▶ [STATED TASK]
Return the T-shirt printing article below word for word, from its title through its final line.
---- TEXT
Printing For a Purpose: Custom Made T-Shirts
In an ICT club many years ago, one of our projects was to custom design and print our own t-shirts, including printed arm bands. This was a popular project; students were always very enthusiastic and eager to bring their creativity to fruition, in the process learning advanced graphic design skills, how to interoperate between programmes and devices and producing real-world outcomes. Adding superheroes, animals and selfies to the mix, creativity abounded. It was printing for a purpose.
The theme was “Crazy Characters & Crazy Comics”, creating new superhero crazy characters by superimposing the heads/wings/tails of various animals onto images of superheroes and painting on designs, logos and editing the costume: a horse driving a car, an emperor hulk penguin, a super pigeon, green rabbit or super you, etc. Merge these characters into a one document, add a few speech bubbles and posh up the background. Voila! You’ve got a crazy comic. There was certainly much fun and laughter!
The Real World Computing Journey
1. Creating An Image Library: Students searched the web for copyright-free images of superheroes, animals, cars, etc and learn to create and organise a personal image library on their home drives with folders and sub-folders. Like any well-run filing system, files and documents increase in number over the years and finding a particular item amongst a large unorganised collection would be like looking for a needle in a haystack unless it was properly categorised; instill good habits early. Of course there is the online safety, copyright and digital citizenship aspects as well. Why is an organised file structure important when designing your own website, app or game in today’s real-world? Why is it important to consider copyright?
--------
---- DATA LINES
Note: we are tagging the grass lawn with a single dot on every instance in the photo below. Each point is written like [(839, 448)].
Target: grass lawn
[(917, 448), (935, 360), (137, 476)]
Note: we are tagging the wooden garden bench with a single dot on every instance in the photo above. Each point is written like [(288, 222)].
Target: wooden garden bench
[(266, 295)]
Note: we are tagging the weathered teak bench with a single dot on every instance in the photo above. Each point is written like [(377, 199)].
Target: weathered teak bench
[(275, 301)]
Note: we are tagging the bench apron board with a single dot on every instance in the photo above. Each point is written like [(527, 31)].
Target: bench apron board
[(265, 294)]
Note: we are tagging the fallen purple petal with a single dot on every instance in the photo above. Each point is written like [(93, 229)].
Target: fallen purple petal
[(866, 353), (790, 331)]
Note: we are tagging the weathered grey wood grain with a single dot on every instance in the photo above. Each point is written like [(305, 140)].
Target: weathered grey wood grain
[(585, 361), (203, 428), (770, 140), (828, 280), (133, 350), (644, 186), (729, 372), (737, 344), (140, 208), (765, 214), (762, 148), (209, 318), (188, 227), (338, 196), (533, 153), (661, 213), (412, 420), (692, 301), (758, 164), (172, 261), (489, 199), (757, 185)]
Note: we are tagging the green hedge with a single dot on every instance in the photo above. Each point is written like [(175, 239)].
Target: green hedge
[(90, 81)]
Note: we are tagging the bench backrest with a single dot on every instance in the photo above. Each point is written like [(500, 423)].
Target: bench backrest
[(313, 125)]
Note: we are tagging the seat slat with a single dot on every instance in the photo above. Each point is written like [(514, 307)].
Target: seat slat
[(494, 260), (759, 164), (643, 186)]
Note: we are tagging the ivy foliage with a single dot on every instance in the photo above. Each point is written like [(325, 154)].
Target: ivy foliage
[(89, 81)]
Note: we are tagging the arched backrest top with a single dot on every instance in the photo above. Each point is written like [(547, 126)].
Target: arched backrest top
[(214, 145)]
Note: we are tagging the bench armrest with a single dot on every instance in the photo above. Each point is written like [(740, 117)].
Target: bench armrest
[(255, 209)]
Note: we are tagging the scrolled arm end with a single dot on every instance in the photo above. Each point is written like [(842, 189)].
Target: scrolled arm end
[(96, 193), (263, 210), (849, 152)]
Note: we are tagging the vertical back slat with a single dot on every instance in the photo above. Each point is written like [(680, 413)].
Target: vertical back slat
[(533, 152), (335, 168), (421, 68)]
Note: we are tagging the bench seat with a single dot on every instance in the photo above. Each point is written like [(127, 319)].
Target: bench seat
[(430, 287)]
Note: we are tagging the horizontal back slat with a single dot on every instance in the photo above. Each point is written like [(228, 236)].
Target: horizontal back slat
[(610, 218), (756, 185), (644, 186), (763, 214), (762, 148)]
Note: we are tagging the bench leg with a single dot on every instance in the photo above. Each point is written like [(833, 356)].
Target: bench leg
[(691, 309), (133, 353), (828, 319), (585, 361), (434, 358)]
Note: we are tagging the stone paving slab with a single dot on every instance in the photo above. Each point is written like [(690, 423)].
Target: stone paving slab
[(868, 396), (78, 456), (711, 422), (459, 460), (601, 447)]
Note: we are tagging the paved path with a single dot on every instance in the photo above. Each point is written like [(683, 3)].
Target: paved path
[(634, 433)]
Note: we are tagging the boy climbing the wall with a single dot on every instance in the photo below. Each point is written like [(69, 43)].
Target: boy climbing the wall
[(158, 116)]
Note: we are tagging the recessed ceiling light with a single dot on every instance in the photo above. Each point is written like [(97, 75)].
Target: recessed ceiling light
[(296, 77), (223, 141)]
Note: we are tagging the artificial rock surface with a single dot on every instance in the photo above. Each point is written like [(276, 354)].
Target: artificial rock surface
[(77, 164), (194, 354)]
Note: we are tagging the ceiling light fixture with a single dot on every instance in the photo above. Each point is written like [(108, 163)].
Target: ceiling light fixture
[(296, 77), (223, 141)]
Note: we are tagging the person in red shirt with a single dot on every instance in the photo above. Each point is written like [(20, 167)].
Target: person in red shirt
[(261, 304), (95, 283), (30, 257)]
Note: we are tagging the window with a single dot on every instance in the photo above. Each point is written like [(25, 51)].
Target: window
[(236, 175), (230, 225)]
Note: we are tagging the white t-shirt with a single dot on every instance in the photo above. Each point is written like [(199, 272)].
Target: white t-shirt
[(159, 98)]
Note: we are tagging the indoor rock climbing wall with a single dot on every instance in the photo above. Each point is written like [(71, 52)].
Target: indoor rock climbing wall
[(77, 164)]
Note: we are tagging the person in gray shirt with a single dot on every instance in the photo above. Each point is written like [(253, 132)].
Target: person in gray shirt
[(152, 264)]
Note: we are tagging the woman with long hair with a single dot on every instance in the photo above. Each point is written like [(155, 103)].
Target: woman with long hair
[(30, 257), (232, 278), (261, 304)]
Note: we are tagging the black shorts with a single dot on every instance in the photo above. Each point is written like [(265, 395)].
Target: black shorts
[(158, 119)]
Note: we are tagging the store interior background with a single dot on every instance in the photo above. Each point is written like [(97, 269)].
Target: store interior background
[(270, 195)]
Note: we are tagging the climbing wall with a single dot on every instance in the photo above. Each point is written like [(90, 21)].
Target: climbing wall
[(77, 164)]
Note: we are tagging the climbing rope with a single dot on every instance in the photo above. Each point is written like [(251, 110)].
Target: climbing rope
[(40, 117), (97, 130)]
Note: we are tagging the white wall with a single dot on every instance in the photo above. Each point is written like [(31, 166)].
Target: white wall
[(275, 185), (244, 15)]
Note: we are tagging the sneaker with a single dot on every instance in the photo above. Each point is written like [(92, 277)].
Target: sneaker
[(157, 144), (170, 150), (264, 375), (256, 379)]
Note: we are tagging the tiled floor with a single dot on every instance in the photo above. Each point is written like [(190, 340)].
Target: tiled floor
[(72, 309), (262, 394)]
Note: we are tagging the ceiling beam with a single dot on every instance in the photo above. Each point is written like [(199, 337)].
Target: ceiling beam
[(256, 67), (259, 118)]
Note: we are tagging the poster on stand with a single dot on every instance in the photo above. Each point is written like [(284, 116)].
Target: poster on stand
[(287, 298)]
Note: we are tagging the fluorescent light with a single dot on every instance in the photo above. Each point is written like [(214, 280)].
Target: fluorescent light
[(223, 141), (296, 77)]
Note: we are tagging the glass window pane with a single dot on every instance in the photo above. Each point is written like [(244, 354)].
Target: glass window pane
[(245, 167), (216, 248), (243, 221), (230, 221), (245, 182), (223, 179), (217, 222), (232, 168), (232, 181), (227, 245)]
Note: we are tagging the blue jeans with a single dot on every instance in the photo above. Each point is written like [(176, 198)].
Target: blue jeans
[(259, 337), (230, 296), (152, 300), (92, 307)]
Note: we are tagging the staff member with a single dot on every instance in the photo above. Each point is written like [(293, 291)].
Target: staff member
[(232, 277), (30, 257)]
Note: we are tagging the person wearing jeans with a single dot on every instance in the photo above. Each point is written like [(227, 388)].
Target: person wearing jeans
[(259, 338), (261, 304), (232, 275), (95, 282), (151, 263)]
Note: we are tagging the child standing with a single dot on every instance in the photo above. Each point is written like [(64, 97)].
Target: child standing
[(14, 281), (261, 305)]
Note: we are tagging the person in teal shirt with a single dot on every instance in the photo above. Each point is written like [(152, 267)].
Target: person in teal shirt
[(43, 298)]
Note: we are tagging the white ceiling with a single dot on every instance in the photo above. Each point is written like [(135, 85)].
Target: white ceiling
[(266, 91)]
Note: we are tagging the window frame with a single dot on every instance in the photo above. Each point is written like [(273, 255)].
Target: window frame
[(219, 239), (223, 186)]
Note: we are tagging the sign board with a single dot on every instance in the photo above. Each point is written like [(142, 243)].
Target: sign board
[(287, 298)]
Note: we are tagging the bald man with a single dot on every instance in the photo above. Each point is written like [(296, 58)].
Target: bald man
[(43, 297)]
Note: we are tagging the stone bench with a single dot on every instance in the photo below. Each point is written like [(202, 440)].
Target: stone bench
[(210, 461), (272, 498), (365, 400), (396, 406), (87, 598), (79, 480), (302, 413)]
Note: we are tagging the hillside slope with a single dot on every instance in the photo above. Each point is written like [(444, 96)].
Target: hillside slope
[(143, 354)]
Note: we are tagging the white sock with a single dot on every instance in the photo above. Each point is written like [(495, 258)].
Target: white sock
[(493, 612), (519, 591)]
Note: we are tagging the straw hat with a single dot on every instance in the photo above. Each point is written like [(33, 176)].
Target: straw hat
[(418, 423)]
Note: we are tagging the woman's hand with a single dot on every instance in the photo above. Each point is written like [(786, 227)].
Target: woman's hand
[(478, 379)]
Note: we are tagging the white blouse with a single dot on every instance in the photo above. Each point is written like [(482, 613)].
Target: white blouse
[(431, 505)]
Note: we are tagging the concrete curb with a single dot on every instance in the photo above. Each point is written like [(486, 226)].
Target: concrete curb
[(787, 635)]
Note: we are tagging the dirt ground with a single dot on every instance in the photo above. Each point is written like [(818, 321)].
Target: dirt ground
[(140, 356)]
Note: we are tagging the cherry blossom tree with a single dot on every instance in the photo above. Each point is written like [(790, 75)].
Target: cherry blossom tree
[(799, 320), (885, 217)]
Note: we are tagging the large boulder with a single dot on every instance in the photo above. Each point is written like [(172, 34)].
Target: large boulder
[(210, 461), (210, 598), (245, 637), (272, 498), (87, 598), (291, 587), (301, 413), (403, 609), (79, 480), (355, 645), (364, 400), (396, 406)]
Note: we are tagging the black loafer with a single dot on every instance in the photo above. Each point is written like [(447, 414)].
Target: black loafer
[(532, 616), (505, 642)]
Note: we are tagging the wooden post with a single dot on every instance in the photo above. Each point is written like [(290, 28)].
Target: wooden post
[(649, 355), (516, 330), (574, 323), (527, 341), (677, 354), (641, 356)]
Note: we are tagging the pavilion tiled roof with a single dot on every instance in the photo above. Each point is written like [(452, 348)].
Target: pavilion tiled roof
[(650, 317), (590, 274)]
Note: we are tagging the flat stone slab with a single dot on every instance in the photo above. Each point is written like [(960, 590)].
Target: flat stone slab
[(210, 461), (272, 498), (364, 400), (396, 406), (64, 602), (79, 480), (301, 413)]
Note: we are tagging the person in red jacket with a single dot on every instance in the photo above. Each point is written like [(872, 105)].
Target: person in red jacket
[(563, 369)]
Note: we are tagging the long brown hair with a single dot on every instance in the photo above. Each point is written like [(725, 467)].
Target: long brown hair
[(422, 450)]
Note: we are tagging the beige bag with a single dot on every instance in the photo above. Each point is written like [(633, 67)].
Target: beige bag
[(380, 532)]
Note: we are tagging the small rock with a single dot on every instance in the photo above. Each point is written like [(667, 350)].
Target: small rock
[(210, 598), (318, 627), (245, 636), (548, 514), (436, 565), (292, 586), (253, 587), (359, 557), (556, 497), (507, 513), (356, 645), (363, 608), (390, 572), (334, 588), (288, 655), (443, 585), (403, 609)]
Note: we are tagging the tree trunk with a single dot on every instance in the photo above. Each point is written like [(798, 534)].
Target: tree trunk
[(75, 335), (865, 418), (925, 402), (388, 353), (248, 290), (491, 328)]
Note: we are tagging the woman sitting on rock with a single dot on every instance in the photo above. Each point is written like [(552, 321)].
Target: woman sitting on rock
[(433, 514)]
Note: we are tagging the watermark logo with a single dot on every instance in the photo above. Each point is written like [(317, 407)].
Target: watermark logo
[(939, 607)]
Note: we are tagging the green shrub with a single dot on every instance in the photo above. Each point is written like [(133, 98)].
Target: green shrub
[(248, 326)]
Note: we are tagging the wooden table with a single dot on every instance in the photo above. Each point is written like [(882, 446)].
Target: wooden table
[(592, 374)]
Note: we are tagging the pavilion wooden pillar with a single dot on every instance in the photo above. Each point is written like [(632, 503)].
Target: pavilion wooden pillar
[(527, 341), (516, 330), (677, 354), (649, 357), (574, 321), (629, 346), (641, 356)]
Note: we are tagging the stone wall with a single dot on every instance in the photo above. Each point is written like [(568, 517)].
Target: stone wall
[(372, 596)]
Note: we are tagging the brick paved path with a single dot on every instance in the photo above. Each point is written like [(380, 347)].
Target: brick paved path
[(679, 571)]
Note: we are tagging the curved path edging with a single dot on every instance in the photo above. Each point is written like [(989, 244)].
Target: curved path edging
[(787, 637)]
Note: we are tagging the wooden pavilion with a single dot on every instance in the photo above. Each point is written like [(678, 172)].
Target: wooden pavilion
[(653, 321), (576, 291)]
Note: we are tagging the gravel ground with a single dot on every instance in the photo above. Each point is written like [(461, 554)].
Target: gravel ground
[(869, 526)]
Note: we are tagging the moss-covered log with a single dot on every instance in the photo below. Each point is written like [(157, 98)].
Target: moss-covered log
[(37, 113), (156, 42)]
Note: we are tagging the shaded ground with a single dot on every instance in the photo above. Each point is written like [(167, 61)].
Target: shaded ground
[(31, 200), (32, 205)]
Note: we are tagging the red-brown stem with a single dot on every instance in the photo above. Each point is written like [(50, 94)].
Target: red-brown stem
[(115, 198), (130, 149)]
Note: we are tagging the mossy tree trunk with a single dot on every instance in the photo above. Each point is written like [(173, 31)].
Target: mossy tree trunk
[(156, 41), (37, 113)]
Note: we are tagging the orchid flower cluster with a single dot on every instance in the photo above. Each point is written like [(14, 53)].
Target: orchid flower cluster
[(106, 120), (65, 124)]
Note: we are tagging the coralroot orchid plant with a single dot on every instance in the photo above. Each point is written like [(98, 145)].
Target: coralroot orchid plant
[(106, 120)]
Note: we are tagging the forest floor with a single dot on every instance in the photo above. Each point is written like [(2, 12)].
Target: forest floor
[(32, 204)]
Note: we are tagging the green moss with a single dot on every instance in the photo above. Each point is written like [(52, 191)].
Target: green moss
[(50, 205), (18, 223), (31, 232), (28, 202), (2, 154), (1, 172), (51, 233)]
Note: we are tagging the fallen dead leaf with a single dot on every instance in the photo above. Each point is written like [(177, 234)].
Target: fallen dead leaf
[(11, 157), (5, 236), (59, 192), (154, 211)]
--------
▶ [FINISHED EXERCISE]
Printing For a Purpose: Custom Made T-Shirts
In an ICT club many years ago, one of our projects was to custom design and print our own t-shirts, including printed arm bands. This was a popular project; students were always very enthusiastic and eager to bring their creativity to fruition, in the process learning advanced graphic design skills, how to interoperate between programmes and devices and producing real-world outcomes. Adding superheroes, animals and selfies to the mix, creativity abounded. It was printing for a purpose.
The theme was “Crazy Characters & Crazy Comics”, creating new superhero crazy characters by superimposing the heads/wings/tails of various animals onto images of superheroes and painting on designs, logos and editing the costume: a horse driving a car, an emperor hulk penguin, a super pigeon, green rabbit or super you, etc. Merge these characters into a one document, add a few speech bubbles and posh up the background. Voila! You’ve got a crazy comic. There was certainly much fun and laughter!
The Real World Computing Journey
1. Creating An Image Library: Students searched the web for copyright-free images of superheroes, animals, cars, etc and learn to create and organise a personal image library on their home drives with folders and sub-folders. Like any well-run filing system, files and documents increase in number over the years and finding a particular item amongst a large unorganised collection would be like looking for a needle in a haystack unless it was properly categorised; instill good habits early. Of course there is the online safety, copyright and digital citizenship aspects as well. Why is an organised file structure important when designing your own website, app or game in today’s real-world? Why is it important to consider copyright?